— start PAGE TEXT —

In 1916, the Archbishop of Canterbury put her on his national mission team that had the task of re-Christianising wartime England. But the one thing the Archbishop would not allow her to do was to preach — or even to speak publicly in church. This prohibition, and the fight against it, was to generate some of the first skirmishes in the theological culture wars that continue unresolved to this day.
In 1918, the Rector of St Botolph’s-without-Bishopsgate, the Revd Hudson Shaw, invited Miss Royden to address the congregation after evensong, assuring his Bishop that the address and the service would be separated by an organ recital. The Bishop of London, Dr Arthur Winnington-Ingram, had a policy that allowed women to address only other women, and then only from the foot of the chancel step (and, remarkably, he regarded himself as a liberal, being a supporter of women’s suffrage).

— end PAGE TEXT —

▶ [GOAL]:
Answer these questions using the passage about Miss Royden.
1. In what year did the Archbishop of Canterbury put her on his national mission team?
2. Who invited Miss Royden to address the congregation after evensong at St Botolph's-without-Bishopsgate?
3. What did the Bishop of London's policy allow women to do?

— start DATASET RECORDS —

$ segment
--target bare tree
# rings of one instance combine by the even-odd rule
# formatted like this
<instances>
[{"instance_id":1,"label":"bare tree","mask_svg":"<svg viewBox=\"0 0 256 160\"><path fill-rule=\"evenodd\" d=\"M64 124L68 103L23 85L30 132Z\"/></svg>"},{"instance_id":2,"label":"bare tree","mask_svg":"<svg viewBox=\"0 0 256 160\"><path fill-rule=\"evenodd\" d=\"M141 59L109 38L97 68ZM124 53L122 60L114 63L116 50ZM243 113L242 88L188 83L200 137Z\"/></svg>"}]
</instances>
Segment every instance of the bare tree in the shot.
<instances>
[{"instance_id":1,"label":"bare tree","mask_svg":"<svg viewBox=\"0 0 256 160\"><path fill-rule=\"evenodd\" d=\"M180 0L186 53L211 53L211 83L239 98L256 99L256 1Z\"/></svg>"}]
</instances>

— end DATASET RECORDS —

▶ [THE OUTPUT]:
1. 1916
2. The Rector, the Revd Hudson Shaw
3. Address only other women, and then only from the foot of the chancel step